** START PASSAGE GIVEN **
As part of the contest, I said I would give out six one-year free trial memberships to TripIt Pro to three people with the best stories about keeping track of their points and used them for great redemptions, as well as three people with the best/worst stories about losing track of their points or miles.
If you’re not familiar with TripIt Pro, membership includes features like: tracking all your frequent travel account information including balances and expiration dates, instant alerts about flight delays, cancellations and gate changes (often before airlines themselves even notify you), the ability to automatically share your travel plans with contacts and complimentary one-year memberships to Hertz #1 Club Gold and Regus Gold.
I got a lot of good submissions and it was difficult to choose the best stories out there, but here are the winners that team TPG selected.
** END PASSAGE GIVEN **
** START DATA EXCERPT **
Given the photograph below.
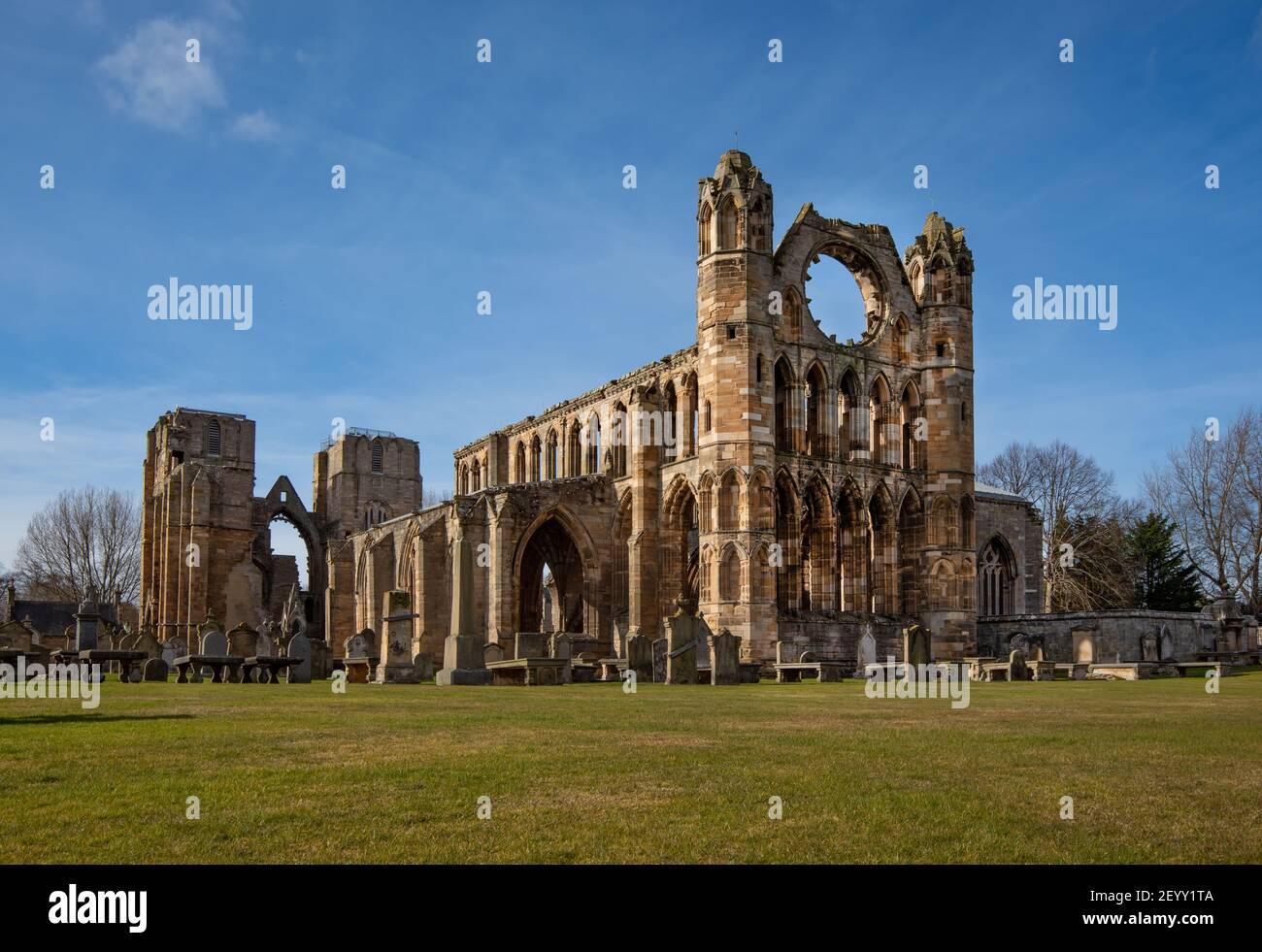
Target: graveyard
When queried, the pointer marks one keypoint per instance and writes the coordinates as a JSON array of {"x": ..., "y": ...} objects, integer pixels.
[{"x": 1160, "y": 771}]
** END DATA EXCERPT **
PROBLEM:
Name every feature of TripIt Pro membership that the contest passage lists.

OUTPUT:
- Tracking all your frequent travel account information, including balances and expiration dates
- Instant alerts about flight delays, cancellations and gate changes
- The ability to automatically share your travel plans with contacts
- Complimentary one-year memberships to Hertz #1 Club Gold and Regus Gold